• _EXERCISE PROMPT_:
Leaving the images aside, transcribe all the data below exactly.

[SUPPLIED INFORMATION]

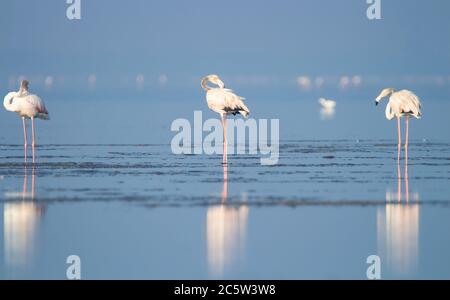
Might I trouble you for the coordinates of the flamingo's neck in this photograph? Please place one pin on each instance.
(204, 84)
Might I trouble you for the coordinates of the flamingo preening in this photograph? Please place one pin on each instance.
(27, 106)
(224, 102)
(401, 104)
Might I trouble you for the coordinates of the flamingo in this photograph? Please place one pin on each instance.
(401, 104)
(27, 106)
(224, 102)
(328, 107)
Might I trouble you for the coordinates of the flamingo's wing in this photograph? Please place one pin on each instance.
(409, 103)
(37, 103)
(390, 112)
(225, 101)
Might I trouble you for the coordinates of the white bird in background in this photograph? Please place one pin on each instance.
(224, 102)
(401, 104)
(328, 107)
(27, 106)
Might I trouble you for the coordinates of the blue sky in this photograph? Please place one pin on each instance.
(253, 37)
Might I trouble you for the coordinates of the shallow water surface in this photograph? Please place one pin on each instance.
(138, 211)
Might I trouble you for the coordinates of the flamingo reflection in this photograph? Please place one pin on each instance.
(21, 217)
(226, 228)
(398, 228)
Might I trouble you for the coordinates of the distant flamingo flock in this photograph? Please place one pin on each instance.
(221, 100)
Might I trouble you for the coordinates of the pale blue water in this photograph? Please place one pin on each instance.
(108, 188)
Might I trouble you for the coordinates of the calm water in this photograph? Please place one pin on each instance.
(108, 188)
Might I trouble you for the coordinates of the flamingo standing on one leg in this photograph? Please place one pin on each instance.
(27, 106)
(401, 104)
(224, 102)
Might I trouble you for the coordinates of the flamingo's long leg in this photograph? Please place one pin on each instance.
(407, 138)
(399, 139)
(33, 143)
(225, 140)
(399, 183)
(25, 138)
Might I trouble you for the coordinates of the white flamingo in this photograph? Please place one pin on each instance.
(27, 106)
(224, 102)
(327, 109)
(401, 104)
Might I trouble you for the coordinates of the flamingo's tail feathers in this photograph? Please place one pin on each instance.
(244, 113)
(44, 116)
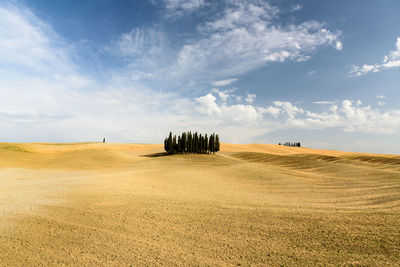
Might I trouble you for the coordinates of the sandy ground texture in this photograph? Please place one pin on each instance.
(129, 204)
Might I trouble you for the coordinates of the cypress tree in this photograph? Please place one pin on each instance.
(169, 145)
(211, 144)
(174, 144)
(206, 144)
(216, 143)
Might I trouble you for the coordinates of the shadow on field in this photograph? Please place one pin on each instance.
(156, 155)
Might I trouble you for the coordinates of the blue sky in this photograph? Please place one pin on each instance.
(325, 73)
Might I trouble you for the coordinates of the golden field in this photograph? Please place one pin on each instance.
(128, 204)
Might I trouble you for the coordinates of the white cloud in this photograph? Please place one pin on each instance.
(381, 103)
(339, 45)
(288, 108)
(177, 8)
(324, 102)
(244, 37)
(45, 91)
(224, 82)
(250, 98)
(311, 72)
(140, 42)
(390, 61)
(296, 8)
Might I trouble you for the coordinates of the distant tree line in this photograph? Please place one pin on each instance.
(292, 144)
(190, 142)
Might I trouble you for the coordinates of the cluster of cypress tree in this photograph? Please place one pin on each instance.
(190, 142)
(295, 144)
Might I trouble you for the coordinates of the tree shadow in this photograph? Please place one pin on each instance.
(156, 155)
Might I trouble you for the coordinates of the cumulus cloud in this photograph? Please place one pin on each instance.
(390, 61)
(324, 102)
(250, 98)
(224, 82)
(349, 116)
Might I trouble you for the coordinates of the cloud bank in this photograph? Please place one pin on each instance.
(390, 61)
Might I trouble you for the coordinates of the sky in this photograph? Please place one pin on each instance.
(323, 73)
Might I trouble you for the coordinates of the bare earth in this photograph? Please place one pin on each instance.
(127, 204)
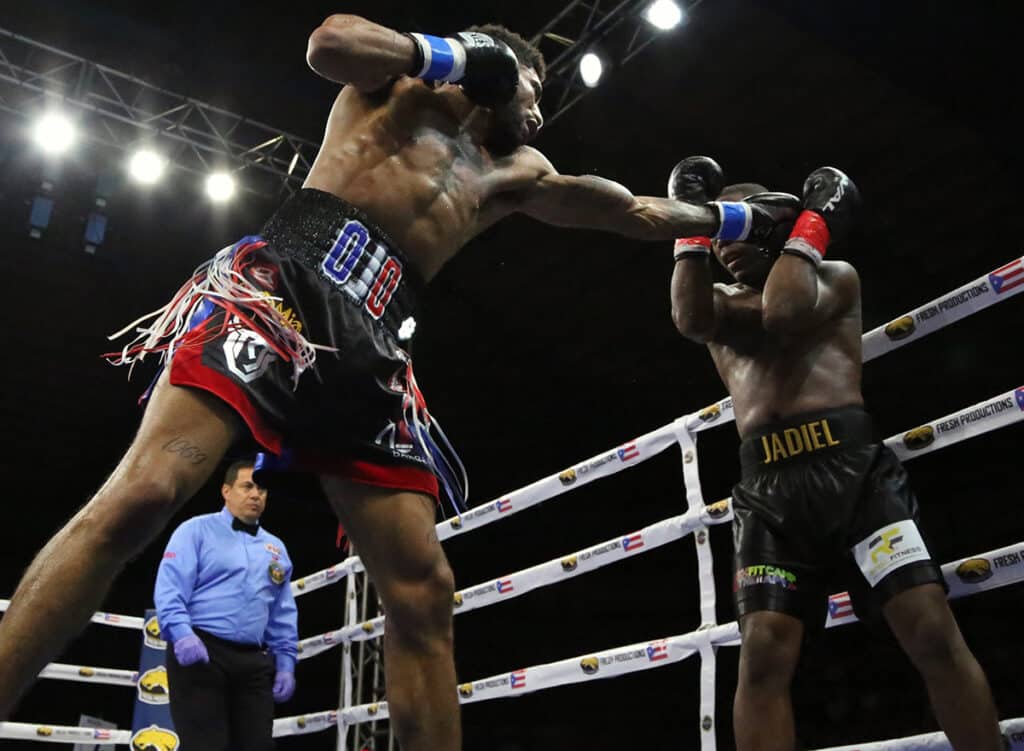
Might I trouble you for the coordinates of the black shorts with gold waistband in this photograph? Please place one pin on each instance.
(820, 500)
(336, 279)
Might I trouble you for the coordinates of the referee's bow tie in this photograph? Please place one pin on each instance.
(238, 524)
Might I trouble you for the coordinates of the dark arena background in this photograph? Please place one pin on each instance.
(537, 347)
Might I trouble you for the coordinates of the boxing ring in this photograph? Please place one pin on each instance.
(967, 576)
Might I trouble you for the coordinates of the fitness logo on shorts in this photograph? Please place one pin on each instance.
(900, 328)
(974, 571)
(152, 634)
(889, 548)
(153, 686)
(919, 437)
(155, 738)
(247, 353)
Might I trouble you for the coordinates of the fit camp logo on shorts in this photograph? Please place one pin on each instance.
(889, 548)
(247, 353)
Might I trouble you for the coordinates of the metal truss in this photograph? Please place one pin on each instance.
(615, 30)
(125, 113)
(363, 671)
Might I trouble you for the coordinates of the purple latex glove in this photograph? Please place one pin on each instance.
(190, 650)
(284, 686)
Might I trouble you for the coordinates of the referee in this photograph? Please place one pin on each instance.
(224, 601)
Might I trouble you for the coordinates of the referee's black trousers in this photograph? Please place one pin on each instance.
(226, 704)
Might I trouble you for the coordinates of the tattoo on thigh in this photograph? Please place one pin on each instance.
(188, 451)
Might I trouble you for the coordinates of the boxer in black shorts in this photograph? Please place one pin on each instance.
(292, 337)
(818, 493)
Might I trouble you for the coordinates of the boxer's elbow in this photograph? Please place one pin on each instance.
(691, 325)
(334, 45)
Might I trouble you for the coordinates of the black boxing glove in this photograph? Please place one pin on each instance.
(762, 218)
(485, 68)
(694, 179)
(830, 204)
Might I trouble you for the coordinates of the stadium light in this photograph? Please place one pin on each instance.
(664, 14)
(591, 69)
(146, 166)
(219, 186)
(54, 133)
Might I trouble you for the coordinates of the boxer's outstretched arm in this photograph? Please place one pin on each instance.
(352, 50)
(595, 203)
(694, 308)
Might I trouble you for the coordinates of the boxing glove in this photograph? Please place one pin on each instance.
(694, 179)
(485, 68)
(830, 204)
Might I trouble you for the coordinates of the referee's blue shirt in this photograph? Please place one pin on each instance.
(230, 584)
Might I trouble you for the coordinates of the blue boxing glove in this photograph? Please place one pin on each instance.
(764, 218)
(190, 650)
(485, 68)
(284, 686)
(695, 179)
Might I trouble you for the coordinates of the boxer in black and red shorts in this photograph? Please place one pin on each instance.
(818, 494)
(338, 282)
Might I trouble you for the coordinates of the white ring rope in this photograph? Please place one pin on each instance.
(975, 420)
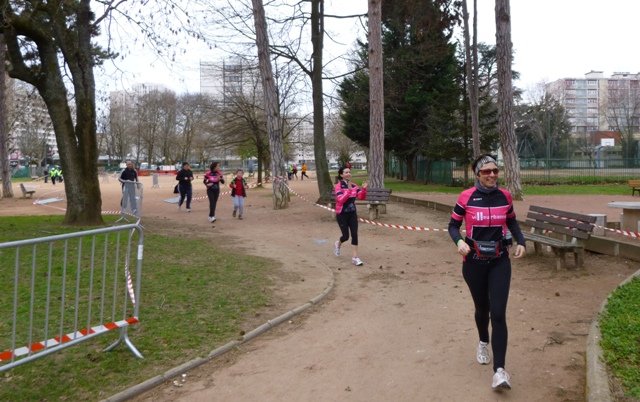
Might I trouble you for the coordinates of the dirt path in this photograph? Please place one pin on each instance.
(398, 328)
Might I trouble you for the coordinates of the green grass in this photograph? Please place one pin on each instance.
(620, 327)
(195, 296)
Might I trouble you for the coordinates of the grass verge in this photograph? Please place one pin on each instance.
(620, 327)
(195, 296)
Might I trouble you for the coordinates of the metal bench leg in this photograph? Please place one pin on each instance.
(373, 212)
(560, 260)
(537, 247)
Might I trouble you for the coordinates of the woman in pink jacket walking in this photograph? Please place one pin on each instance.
(346, 215)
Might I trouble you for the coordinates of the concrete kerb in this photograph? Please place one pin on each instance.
(597, 388)
(192, 364)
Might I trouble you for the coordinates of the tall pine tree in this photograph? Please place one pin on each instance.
(421, 81)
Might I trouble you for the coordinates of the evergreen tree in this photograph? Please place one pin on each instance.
(422, 88)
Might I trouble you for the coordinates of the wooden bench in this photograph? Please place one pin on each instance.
(562, 231)
(27, 191)
(635, 187)
(376, 201)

[/SUPPLIED INFORMATION]

• _RESULT OF THE TASK_:
Might I trouble you for the coordinates of the flamingo's neck in this photograph? Please place one pin on each instance.
(204, 84)
Might I trouble you for the coordinates of the flamingo preening in this photograph? Please place one pin on each instance.
(27, 106)
(224, 102)
(401, 104)
Might I trouble you for the coordinates of the flamingo in this photograph? Please place one pin on each instance.
(401, 104)
(27, 106)
(224, 102)
(328, 107)
Might I trouble you for the coordinates of the flamingo's wing in this photograph? Please place one pin on each instance.
(409, 103)
(37, 103)
(390, 112)
(225, 101)
Might I trouble you for the coordinates of the white bird in background in this photograph? Please place one pin on each instance.
(224, 102)
(401, 104)
(328, 107)
(27, 106)
Might I trouble you for the coordinates of the blue sky in this photograph? Please place one pin on each instance.
(253, 37)
Might I trouble you for the coordinates of the shallow water surface in this photograph? Please place one pin on each instance.
(138, 211)
Might I trouble you for the coordinates of the flamingo reflection in this photograph? Please place one pin on each instance.
(21, 217)
(226, 228)
(398, 228)
Might I trouble you for the coordinates of the distant flamingo flock in this photograph? Please place one pin on each instance.
(221, 100)
Might I trouble you for the coordinates of the pale blue water in this photograph? Please place one pin on each instance.
(108, 188)
Might I trouble you for the coordinates of the calm water in this photograph? Please place one pin on each instance.
(108, 188)
Might I trouble you for the coordinates of the flamingo standing on one leg in this photograph? Please place one pin on each instance.
(27, 106)
(401, 104)
(224, 102)
Might I trouble you for the coordinates of the flamingo's long leg in this photograph? Please place one pin on each instance.
(407, 138)
(399, 139)
(33, 143)
(225, 140)
(399, 183)
(25, 138)
Might I trouble you for the coordinates of the white flamingo in this photograph? Please place one pin on each instance.
(27, 106)
(224, 102)
(327, 109)
(401, 104)
Might I trouble you for the coordinates of the flamingo's tail feathers in this photograph? Please place one pin on each instance.
(244, 113)
(44, 116)
Might I trouble you for the coordinates of the sandy ground texture in this photograph? Please place one pin on each instance.
(129, 204)
Might I trouble you for the coordinates of the cypress tree in this photograph? Please place one pin on each instance.
(169, 145)
(211, 144)
(174, 144)
(206, 144)
(216, 143)
Might I trouble you for the coordinates of the shadow on field in this photograph? Please place one pin on each instance.
(156, 155)
Might I trouble you for the coordinates of the blue sky in this photograph? Please place one pin on each instance.
(325, 73)
Might I trouble you for the coordinates of the golden field in this photograph? Please place one pin on each instance.
(128, 204)
Might I trouble you for the coordinates of the white cloud in this photograph? Please place one pin on each instance.
(381, 103)
(339, 45)
(288, 108)
(177, 8)
(324, 102)
(244, 37)
(45, 91)
(224, 82)
(250, 98)
(311, 72)
(140, 42)
(390, 61)
(296, 8)
Might I trouble you for the coordinates of the distant tree line in this photograph? Please place one pin on each instance.
(292, 144)
(190, 142)
Might I trouble you for the coordinates of the cluster of cypress tree in this photograph? Please place one pin on each instance.
(190, 142)
(295, 144)
Might I trouble you for the coordinates of the tree shadow in this photograph? Please place one pin on each instance.
(156, 155)
Might I trouble you for the coordinates of the cumulus cloud in this photograph? Please place one pin on each instance.
(390, 61)
(324, 102)
(250, 98)
(224, 82)
(349, 116)
Might I trouble you for the coordinates of the cloud bank in this photograph? Please place one pin on each instance.
(390, 61)
Might I trouble you for the coordinates of the sky in this photograph? Please place one pin on each instance.
(323, 73)
Might I trouble you for the coordinates of the bare earth in this photograph? Please place one pin on each instance.
(127, 204)
Might I trouble you for the coordinates of the black shorts with gold waistband in this photograph? Please place one pin on each instance.
(820, 500)
(336, 279)
Might I trouble you for the coordinates of the referee's bow tie in this photograph? Please place one pin on each instance.
(238, 524)
Might I trouble you for the coordinates of the dark arena background in this photograph? Please place one pin on each instance.
(537, 347)
Might I trouble you for the coordinates of the boxing ring in this photograph? Please place one pin on each instance.
(967, 576)
Might I trouble you for the coordinates of the fitness logo on shorts in this photograph? Please place one pin on each instance.
(900, 328)
(974, 571)
(152, 634)
(889, 548)
(153, 686)
(919, 437)
(155, 738)
(247, 353)
Might I trouble you for the coordinates of the fit camp logo on shorts in this photograph? Please place one pin on each instance.
(889, 548)
(247, 353)
Might I trouble you for the coordinates of the metal truss in this photograph? Please place one pin on each instance.
(615, 30)
(125, 113)
(363, 671)
Might I trouble you for the coordinates of the purple latex glove in this photograph? Please place one pin on each instance.
(190, 650)
(284, 686)
Might I trouble you for the coordinates of the referee in this photograph? Please place one pin on each instance.
(224, 601)
Might I trouble you for the coordinates of the referee's black trousers in this photograph? Please place one pin on each instance.
(226, 704)
Might I trouble you for the coordinates of the tattoo on thigh in this photograph? Please place one pin on each instance.
(188, 451)
Might I trouble you for the coordinates of the boxer in black shorts in this photograph? Please place one pin on each instance.
(292, 337)
(818, 493)
Might I trouble you for the coordinates of the boxer's elbow in this photograph? Please place one pin on each instance.
(691, 325)
(334, 45)
Might I trouble you for the coordinates of the black boxing glove in this photograph? Please place one pin on each instance.
(762, 218)
(485, 68)
(694, 179)
(830, 204)
Might I trouble you for the coordinates of the stadium light in this photograph? Please place one pin on each instance.
(664, 14)
(591, 69)
(146, 166)
(219, 186)
(54, 133)
Might I trouble you for the coordinates of the boxer's outstretched arm in this photograph? Please place one pin on each instance.
(352, 50)
(595, 203)
(694, 308)
Might I trouble you for the coordinates of the boxing glove in this photograph? Please place one pin on each instance.
(694, 179)
(485, 68)
(830, 204)
Might I trouble you for the coordinates of the referee's blue shirt in this photograph? Please place one pin on each instance.
(230, 584)
Might I trouble you for the coordinates of the blue boxing glove in this photograph? Please place one pin on each instance.
(764, 218)
(190, 650)
(485, 68)
(284, 686)
(695, 179)
Might I trouble you for the coordinates of the boxer in black and red shorts in this photograph? Please place one pin on each instance.
(818, 494)
(338, 282)
Might I trouble you for the coordinates of the white ring rope in this photograph? Please place one pin on each instance.
(975, 420)
Might I trouble you for the coordinates of the dirt path in this photograph? Please place one pin on each instance.
(398, 328)
Might I trouble you for the coordinates of the green grass in this photograph? Please place one pin on each instance.
(620, 327)
(195, 296)
Might I trouble you for the coordinates of the grass verge in this photograph? Please place one pin on each instance.
(620, 327)
(195, 296)
Might I trouble you for the coordinates of the metal bench leg in this photograph? Please place one pin on each instance.
(373, 212)
(560, 260)
(537, 247)
Might I trouble you for the coordinates of the woman in pink jacket walking in this photograph? Please place one pin on each instance.
(346, 215)
Might I trouble you for the coordinates of the concrete kerb in this photograph? Please place one pin on each instance.
(597, 388)
(192, 364)
Might I trouble you for the coordinates of the tall pine tree in this photograph? Please place one pin on each instance.
(421, 81)
Might I trouble you for the coordinates of the evergreen tree in this photograph? Please place one pin on each instance.
(422, 88)
Might I trouble you for the coordinates of the wooden bench in this photograph? Please place one pin on each instance.
(562, 231)
(27, 191)
(635, 187)
(376, 201)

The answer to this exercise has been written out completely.